**Directions for this task:** Only the text belongs in the answer: every line of the records below, transcribed exactly.

**Supplied entries:**
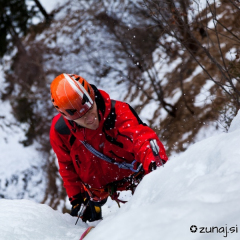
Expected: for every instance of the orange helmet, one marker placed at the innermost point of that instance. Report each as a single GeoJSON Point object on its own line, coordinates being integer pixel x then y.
{"type": "Point", "coordinates": [71, 95]}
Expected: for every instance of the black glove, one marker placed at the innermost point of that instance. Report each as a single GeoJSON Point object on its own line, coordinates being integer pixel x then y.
{"type": "Point", "coordinates": [76, 203]}
{"type": "Point", "coordinates": [93, 210]}
{"type": "Point", "coordinates": [152, 166]}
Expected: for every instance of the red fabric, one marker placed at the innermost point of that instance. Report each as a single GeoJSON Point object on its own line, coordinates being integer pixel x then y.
{"type": "Point", "coordinates": [76, 162]}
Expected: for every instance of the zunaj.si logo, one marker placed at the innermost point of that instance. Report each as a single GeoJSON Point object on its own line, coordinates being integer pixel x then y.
{"type": "Point", "coordinates": [225, 230]}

**Task answer:**
Expected: for every instance of the orange helmet, one marker placed at the innermost point of that instance. Report each as a single GeoJSON Point object on its own line, coordinates being integer pixel x then y.
{"type": "Point", "coordinates": [71, 95]}
Expected: for every instance of the black glove, one marker placed at the innermost point of that instance. Report each as a single GeoJSON Point object on its own line, coordinates being integer pixel x then y.
{"type": "Point", "coordinates": [76, 203]}
{"type": "Point", "coordinates": [93, 210]}
{"type": "Point", "coordinates": [152, 166]}
Expected: for every instance of the red fabric, one marker placed at the innermost point of that instance. Report each as a single GeoJSON Point object on its own line, coordinates being integer pixel x then y.
{"type": "Point", "coordinates": [76, 162]}
Expected: for every instance of the zunaj.si logo, one marker placed at the innermost point of that instance. Report each as a single GeoJSON Point object on its own line, coordinates being integer pixel x then y.
{"type": "Point", "coordinates": [225, 230]}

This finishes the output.